━━━━━ Document segment
Priory Lane is an association football stadium located in Langney, an eastern suburb of Eastbourne, East Sussex, England. It is the home of Eastbourne Borough, who play in the National League South. Eastbourne Borough have used the stadium since moving from the playing fields at Princes Park in 1983.

==History==
Building commenced in 1983 when the club, having just joined the Sussex County Football League, leased a playing field and built a garage to store equipment. The first competitive match played at Priory Lane was against East Preston on 15 September 1984, a match which the Sports won 1–0. At this time, the team played on the pitch in front of the modern stadium site. The club has played on the current pitch since 1988.

Over the years, the ground has undergone extensive development, including piping a tunnel and installing its own pumping station for drainage. The Peter Fountain Stand was the first stand to be built in 1989 and was named after the man who supplied the labour. It was later extended in the early 1990s as Langney Sports progressed through the Sussex County League.

Before the construction of the Mick Green Stand, there was a raised mound where spectators had excellent views of the pitch. The Mick Green Stand was built in 1995 ahead of the 1995–96 season and commemorates former club captain Mick Green, who was killed in a building accident in 1994. The stand contains the players' dressing rooms and a tea bar on the ground floor, with hospitality suites located upstairs.

Construction of the Main Stand began during the 1999–2000 season. Following funding from the Football Foundation in March 2001 and promotion to the Conference National in 2008, it was expanded to its current capacity.

Part of the stadium complex includes the Langney Sports Club, which is open to non-members on selected matchdays, as well as an indoor bowls centre, archery facilities, and tennis courts.

In 2007, a rent dispute with the local council created concern that Eastbourne Borough could lose the stadium after the council attempted to increase the annual rent from £3,000 to £17,000. The supporters' club responded by collecting over 1,000 signatures in a petition.

In June 2009, the FA confirmed that Priory Lane met the requirements for a Grade A stadium, although the capacity was reduced to 4,134. Grade A status required a minimum capacity of 4,000, including at least 500 seats, with expansion to 5,000 spectators and 1,000 seats required by the end of a club's first season in Football League Two.

The record attendance at Priory Lane is 3,770 against Oxford United in the FA Cup first round on 5 November 2005.

The first live televised match at the stadium took place on 12 October 2008, when Borough hosted Stevenage Borough in a league fixture.

In March 2016, plans were finalised to install a 3G artificial turf pitch in time for the 2016–17 season.

In April 2017, Borough reached a ground-sharing agreement with neighbours Langney Wanderers, who played their home matches at Priory Lane from the 2017–18 season.
━━━━━━━━━━
◆ Required tasks:
1. Name every stand at the stadium that the Priory Lane passage mentions.
2. Quote the Priory Lane passage starting with "In 2007, a rent" and going on through "5 November 2005.".
These lines have no connection to the Priory Lane passage.
━━━━━ Data supplied
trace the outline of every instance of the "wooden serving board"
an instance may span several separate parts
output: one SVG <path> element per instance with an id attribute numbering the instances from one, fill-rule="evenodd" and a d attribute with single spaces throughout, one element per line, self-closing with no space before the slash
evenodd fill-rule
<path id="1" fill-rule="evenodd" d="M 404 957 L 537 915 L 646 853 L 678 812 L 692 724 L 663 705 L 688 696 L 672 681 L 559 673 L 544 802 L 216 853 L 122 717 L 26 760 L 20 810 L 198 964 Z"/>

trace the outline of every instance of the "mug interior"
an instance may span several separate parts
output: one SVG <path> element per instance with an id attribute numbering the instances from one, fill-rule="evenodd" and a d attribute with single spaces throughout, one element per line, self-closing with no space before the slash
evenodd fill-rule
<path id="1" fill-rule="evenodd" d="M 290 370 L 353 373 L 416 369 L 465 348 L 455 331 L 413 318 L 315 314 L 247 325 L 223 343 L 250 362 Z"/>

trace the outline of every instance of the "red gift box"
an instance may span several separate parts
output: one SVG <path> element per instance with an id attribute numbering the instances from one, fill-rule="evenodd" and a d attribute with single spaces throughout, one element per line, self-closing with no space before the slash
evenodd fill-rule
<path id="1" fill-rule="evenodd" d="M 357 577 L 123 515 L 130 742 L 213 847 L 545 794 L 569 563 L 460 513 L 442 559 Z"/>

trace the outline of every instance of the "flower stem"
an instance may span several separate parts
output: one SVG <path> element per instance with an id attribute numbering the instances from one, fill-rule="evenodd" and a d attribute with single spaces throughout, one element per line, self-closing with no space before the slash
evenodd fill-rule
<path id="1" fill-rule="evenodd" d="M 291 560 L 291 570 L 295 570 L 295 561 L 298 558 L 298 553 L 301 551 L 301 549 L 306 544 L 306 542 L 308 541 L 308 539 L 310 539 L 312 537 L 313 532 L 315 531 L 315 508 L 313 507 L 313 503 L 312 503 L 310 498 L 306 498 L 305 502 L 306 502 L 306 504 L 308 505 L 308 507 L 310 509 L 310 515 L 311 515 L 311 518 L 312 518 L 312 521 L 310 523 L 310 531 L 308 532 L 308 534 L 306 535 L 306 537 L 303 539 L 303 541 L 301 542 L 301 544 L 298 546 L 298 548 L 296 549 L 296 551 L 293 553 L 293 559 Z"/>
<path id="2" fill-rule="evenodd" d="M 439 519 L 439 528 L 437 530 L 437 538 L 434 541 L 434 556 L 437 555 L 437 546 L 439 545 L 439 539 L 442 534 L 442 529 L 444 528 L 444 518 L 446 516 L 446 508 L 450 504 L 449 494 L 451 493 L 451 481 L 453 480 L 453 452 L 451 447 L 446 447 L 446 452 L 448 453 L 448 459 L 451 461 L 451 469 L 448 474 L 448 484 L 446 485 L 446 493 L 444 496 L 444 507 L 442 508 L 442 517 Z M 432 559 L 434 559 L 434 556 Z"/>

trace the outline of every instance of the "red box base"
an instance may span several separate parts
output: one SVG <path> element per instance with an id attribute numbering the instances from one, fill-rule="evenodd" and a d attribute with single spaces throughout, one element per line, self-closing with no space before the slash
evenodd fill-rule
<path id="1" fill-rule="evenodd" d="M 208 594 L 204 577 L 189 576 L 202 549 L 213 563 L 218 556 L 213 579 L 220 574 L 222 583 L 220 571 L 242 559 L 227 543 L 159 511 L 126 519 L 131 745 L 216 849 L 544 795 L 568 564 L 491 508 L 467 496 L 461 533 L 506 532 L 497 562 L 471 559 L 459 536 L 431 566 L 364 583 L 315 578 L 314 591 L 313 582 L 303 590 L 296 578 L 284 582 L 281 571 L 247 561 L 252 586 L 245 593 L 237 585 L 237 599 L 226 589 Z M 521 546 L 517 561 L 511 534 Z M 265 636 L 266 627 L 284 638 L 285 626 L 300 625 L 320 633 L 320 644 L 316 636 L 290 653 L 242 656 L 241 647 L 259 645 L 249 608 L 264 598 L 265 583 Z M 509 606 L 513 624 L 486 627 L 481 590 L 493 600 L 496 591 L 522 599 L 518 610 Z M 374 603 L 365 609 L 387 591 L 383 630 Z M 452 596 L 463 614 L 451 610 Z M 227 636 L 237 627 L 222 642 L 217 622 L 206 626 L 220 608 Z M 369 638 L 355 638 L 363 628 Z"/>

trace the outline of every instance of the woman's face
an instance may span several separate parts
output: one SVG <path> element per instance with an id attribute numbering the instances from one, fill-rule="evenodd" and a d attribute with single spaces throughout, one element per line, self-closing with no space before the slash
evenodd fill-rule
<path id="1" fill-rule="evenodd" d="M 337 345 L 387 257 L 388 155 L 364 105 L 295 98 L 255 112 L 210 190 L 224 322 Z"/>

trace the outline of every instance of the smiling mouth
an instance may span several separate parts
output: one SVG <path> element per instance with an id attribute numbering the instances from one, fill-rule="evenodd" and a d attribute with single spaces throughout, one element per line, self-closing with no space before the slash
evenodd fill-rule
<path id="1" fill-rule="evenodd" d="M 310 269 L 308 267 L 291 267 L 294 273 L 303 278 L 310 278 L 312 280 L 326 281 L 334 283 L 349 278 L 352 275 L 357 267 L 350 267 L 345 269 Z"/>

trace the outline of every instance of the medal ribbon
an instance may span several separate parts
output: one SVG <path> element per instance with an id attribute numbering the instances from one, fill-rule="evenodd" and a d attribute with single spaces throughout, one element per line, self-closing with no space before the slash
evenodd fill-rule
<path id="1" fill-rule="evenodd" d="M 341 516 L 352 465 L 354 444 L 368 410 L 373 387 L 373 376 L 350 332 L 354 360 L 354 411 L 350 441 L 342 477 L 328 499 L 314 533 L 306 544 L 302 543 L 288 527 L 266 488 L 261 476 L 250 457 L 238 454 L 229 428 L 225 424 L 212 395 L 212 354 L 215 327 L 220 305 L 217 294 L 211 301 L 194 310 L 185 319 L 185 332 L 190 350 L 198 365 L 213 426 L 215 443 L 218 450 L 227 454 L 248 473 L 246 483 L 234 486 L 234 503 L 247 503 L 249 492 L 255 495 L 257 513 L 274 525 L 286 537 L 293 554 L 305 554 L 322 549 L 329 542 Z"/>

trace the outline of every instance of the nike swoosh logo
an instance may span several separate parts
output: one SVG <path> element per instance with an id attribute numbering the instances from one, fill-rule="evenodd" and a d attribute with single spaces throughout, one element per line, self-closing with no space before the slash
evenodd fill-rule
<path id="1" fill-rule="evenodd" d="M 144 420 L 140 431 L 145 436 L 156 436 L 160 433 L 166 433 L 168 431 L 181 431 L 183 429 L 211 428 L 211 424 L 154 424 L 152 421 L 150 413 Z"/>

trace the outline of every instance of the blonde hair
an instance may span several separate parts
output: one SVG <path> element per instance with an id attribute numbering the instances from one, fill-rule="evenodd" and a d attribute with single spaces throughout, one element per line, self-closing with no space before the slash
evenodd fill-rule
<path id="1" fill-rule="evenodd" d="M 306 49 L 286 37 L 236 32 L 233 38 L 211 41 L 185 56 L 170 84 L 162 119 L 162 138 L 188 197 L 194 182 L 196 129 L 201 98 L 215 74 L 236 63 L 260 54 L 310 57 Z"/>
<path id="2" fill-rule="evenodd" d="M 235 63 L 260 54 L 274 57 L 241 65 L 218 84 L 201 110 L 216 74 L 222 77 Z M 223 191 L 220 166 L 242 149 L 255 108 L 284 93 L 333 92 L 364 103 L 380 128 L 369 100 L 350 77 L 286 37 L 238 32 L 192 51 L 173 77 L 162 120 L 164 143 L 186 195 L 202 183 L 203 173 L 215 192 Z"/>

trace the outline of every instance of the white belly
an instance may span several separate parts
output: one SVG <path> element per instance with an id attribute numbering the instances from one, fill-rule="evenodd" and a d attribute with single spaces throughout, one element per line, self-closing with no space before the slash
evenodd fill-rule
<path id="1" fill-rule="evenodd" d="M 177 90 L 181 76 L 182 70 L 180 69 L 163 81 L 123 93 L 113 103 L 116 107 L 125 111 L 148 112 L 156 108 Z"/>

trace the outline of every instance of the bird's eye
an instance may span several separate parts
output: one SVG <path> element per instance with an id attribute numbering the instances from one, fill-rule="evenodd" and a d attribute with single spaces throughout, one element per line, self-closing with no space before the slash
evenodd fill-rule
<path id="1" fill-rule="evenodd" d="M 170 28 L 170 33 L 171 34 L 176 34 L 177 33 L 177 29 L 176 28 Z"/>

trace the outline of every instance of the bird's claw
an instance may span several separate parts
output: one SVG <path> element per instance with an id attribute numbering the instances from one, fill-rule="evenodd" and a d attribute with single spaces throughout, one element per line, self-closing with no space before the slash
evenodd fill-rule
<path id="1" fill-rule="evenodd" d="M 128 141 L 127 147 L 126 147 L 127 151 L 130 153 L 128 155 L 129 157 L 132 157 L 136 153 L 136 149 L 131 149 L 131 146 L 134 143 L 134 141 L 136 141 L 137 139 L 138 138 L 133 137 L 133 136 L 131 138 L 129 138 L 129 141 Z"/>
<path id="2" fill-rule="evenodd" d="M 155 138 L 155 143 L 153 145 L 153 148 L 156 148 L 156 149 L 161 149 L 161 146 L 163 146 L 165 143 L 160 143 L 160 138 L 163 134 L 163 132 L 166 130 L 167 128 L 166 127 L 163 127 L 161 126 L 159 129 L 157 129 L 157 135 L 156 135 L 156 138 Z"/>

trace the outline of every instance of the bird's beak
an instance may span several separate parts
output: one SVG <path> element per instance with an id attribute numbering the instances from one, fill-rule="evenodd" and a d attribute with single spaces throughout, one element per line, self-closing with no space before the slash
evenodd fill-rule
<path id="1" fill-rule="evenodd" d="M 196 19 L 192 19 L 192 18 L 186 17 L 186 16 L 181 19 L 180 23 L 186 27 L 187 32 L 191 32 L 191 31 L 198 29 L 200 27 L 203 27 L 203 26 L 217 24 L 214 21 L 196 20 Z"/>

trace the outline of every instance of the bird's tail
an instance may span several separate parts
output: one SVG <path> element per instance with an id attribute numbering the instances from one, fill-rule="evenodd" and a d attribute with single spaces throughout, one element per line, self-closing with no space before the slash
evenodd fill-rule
━━━━━━━━━━
◆ Answers to the exercise:
1.
- Peter Fountain Stand
- Mick Green Stand
- Main Stand

2.
In 2007, a rent dispute with the local council created concern that Eastbourne Borough could lose the stadium after the council attempted to increase the annual rent from £3,000 to £17,000. The supporters' club responded by collecting over 1,000 signatures in a petition.

In June 2009, the FA confirmed that Priory Lane met the requirements for a Grade A stadium, although the capacity was reduced to 4,134. Grade A status required a minimum capacity of 4,000, including at least 500 seats, with expansion to 5,000 spectators and 1,000 seats required by the end of a club's first season in Football League Two.

The record attendance at Priory Lane is 3,770 against Oxford United in the FA Cup first round on 5 November 2005.